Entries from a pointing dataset
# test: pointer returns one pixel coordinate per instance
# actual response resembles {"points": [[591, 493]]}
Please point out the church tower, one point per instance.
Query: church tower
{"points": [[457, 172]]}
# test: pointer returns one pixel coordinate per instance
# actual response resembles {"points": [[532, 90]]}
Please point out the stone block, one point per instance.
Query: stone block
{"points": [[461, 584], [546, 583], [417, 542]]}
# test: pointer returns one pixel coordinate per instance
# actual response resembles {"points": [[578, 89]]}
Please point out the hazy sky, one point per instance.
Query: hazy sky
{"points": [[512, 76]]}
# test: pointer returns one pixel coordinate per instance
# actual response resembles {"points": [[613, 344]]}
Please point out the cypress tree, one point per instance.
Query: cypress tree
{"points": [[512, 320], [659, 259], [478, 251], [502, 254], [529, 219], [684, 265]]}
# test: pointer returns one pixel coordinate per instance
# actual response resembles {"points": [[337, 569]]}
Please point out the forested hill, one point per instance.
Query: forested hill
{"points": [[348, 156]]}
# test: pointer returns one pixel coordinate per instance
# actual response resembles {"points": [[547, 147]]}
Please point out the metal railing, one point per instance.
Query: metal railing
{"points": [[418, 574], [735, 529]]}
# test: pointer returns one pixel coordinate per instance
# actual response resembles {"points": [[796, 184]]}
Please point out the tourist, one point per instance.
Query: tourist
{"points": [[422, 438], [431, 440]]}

* **REQUIREMENTS**
Reproduce all of the data above word for word, leaving every line unchanged.

* **COMPLETE OUTPUT**
# test: pointer returns one pixel coordinate per instance
# actual response resembles {"points": [[591, 493]]}
Please point out the church tower, one point per instance.
Query: church tower
{"points": [[457, 172]]}
# test: pointer returns one pixel coordinate per instance
# actual response resembles {"points": [[532, 90]]}
Please point out the stone block, one point per instance.
Query: stone block
{"points": [[461, 584], [546, 583], [417, 542]]}
# test: pointer returns one pixel coordinate per instance
# actual response resembles {"points": [[578, 89]]}
Please point out the hazy sky, one point per instance.
Query: hazy sky
{"points": [[512, 76]]}
# test: pointer returns one pixel coordinate per instance
# actual response resembles {"points": [[613, 344]]}
Please point out the cypress tree, one point per instance.
Query: cypress tree
{"points": [[512, 320], [659, 259], [478, 251], [502, 254], [529, 219], [684, 265]]}
# test: pointer returns one pixel coordinate per instance
# actual response resembles {"points": [[337, 569]]}
Please point out the forested hill, one point per instance.
Query: forested hill
{"points": [[348, 156]]}
# test: pointer returns one pixel coordinate per instance
# actual response resembles {"points": [[547, 147]]}
Please point out the metal railing, one point per instance.
Query: metal railing
{"points": [[418, 574], [735, 529]]}
# test: pointer returns one pixel coordinate per instance
# actual response resembles {"points": [[796, 184]]}
Please point out the tourist, one point per instance.
Query: tourist
{"points": [[422, 438], [431, 440]]}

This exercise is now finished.